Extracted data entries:
★ ★ ★ ★

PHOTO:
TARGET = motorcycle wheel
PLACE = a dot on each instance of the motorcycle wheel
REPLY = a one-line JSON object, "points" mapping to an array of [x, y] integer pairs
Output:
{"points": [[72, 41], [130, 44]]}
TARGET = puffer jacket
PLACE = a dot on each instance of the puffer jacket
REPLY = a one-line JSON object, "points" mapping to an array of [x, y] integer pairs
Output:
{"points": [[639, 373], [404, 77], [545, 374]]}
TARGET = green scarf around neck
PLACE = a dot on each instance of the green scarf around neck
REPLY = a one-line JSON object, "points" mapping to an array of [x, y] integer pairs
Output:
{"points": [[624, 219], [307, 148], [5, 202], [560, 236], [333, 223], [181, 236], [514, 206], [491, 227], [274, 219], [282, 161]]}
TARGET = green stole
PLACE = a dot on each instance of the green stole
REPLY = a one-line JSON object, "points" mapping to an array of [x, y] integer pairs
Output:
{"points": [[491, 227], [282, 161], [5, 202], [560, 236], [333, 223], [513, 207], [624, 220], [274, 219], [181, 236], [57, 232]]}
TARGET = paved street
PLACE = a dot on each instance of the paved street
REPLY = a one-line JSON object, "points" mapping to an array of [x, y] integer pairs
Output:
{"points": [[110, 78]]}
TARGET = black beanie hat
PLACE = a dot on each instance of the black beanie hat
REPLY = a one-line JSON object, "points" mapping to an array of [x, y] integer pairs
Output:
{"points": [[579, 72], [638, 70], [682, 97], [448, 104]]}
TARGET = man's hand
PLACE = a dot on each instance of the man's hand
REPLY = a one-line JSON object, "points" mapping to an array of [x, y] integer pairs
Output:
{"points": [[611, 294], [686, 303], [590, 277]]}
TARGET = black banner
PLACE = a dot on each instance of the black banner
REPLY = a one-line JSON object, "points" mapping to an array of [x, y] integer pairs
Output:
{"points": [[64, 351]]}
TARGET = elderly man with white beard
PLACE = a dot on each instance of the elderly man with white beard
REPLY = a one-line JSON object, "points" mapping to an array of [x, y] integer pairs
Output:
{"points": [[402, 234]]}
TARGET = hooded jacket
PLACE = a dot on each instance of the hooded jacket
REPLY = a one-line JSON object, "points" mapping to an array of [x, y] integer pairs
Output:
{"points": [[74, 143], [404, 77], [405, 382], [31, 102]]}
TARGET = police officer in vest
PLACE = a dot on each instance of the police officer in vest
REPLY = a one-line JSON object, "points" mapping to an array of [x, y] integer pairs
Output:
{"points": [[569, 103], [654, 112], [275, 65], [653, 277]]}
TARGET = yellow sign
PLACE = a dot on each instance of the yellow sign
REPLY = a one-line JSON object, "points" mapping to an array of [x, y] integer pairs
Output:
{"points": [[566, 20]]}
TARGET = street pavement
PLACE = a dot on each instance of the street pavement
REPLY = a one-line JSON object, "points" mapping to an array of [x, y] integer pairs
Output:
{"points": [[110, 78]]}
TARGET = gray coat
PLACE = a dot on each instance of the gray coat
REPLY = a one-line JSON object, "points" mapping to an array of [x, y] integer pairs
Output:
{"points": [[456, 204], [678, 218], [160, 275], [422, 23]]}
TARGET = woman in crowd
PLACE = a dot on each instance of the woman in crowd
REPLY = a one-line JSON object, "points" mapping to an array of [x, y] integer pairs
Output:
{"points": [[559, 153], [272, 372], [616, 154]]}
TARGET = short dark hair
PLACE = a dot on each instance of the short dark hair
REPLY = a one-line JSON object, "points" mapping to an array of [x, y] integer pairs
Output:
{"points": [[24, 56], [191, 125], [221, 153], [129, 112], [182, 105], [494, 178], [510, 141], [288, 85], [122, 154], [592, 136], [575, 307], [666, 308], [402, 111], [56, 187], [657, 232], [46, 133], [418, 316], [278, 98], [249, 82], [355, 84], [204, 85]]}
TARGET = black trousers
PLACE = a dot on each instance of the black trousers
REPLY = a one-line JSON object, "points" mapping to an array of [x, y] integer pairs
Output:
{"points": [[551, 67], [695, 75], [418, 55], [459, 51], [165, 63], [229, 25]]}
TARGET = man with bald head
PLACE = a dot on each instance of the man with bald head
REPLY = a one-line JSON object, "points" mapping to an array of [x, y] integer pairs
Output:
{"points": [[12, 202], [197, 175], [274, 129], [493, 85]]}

★ ★ ★ ★

Aim — Can you reproduce all of the records above, line for line, without changing anything?

Finished task —
PHOTO:
TARGET = motorcycle wheel
PLACE = a dot on each instance of the motorcycle wheel
REPLY = a one-line JSON object, "points" mapping to an array of [x, y] integer pairs
Output:
{"points": [[72, 41], [130, 44]]}
TARGET = puffer jacket
PLACE = a dot on each instance of the puffer jacket
REPLY = a one-line JSON object, "points" mapping to an array of [x, y] integer pairs
Output:
{"points": [[639, 373], [404, 77], [545, 374]]}
TARGET = green scarf around neck
PLACE = a dot on each instance of the green scarf around neck
REPLY = a one-line JSON object, "points" mapping to an array of [x, y] integer pairs
Output:
{"points": [[624, 219], [307, 148], [5, 202], [560, 236], [333, 223], [181, 236], [514, 206], [491, 227], [274, 219], [282, 161]]}
TARGET = green stole
PLACE = a dot on each instance of the green stole
REPLY = a one-line JSON object, "points" mapping to an array of [x, y] integer pairs
Output:
{"points": [[491, 227], [282, 161], [5, 202], [560, 236], [333, 223], [513, 207], [624, 220], [274, 219], [181, 236], [57, 232]]}
TARGET = paved street
PLACE = a dot on each instance of the paved street
REPLY = a one-line JSON object, "points" mapping to an array of [x, y] integer pairs
Output:
{"points": [[110, 78]]}
TARGET = black beanie hat
PLACE = a dot on each instance of the black beanie hat
REPLY = a one-line JSON object, "points" mapping to an array of [x, y] integer pairs
Output:
{"points": [[579, 72], [638, 70], [682, 97], [448, 104]]}
TARGET = man's hand
PLACE = a dot on each instance of the man's hand
REPLY = a one-line JSON object, "points" mapping to an array of [x, y] integer pairs
Output:
{"points": [[611, 294], [686, 303], [590, 277]]}
TARGET = black banner
PLACE = a dot on each instance of the black banner
REPLY = a one-line JSON object, "points" mapping to an array of [x, y] integer pairs
Output:
{"points": [[64, 351]]}
TARGET = elderly man with white beard
PLACE = a dot on each instance of the elderly man with white beard
REPLY = a one-line JSON object, "points" mapping to an array of [x, y] integer pairs
Output:
{"points": [[402, 234]]}
TARGET = hooded jacket
PLACE = a dot on each instance of the hooded jacket
REPLY = a one-line JSON object, "points" mapping to an array of [x, y] integer pairs
Output:
{"points": [[74, 143], [404, 77], [405, 382], [31, 102]]}
TARGET = police officer in vest
PLACE = a dot on each instance of the police officer in vest
REPLY = a one-line JSON object, "points" mapping to an array of [x, y] integer pairs
Output:
{"points": [[569, 103], [654, 112], [275, 65], [653, 277]]}
TARGET = yellow sign
PLACE = a dot on each instance of the yellow sign
REPLY = a one-line JSON object, "points" mapping to an array of [x, y] integer pairs
Output:
{"points": [[566, 20]]}
TARGET = street pavement
PLACE = a dot on each instance of the street pavement
REPLY = a one-line JSON object, "points" mapping to an array of [x, y] integer pairs
Output:
{"points": [[110, 78]]}
TARGET = gray coat
PLACE = a dot on each instance of the gray coat
REPLY = a one-line JSON object, "points" mapping to an array of [x, y] integer pairs
Output:
{"points": [[456, 204], [678, 218], [160, 275], [422, 23]]}
TARGET = woman in crowd
PLACE = a dot on each instance of the woman in crowd
REPLY = a one-line JSON object, "points" mapping to an array of [x, y] integer pairs
Output:
{"points": [[559, 153], [272, 372], [616, 154]]}
TARGET = short dark hair
PLACE = a dot on each instance of the short dark hair
REPLY = a one-line JSON object, "points" mapping to an array of [x, y] integer pairs
Output:
{"points": [[24, 56], [191, 125], [221, 153], [129, 112], [182, 105], [494, 178], [510, 141], [288, 85], [122, 154], [592, 136], [575, 307], [666, 308], [402, 111], [56, 187], [657, 232], [46, 133], [418, 316], [278, 98], [249, 82], [355, 84], [204, 85]]}
TARGET = black trousers
PLACE = a dot on each instance of the black trousers
REPLY = a one-line JSON object, "points" mapping to an array of [x, y] integer pairs
Output:
{"points": [[551, 67], [695, 75], [418, 55], [459, 51], [165, 63], [229, 25]]}
TARGET = man with bald head
PLACE = a dot on each instance of the man with bald head
REPLY = a one-line JSON object, "points" mapping to an array of [x, y] integer pairs
Output:
{"points": [[12, 202], [197, 175], [274, 129], [493, 85]]}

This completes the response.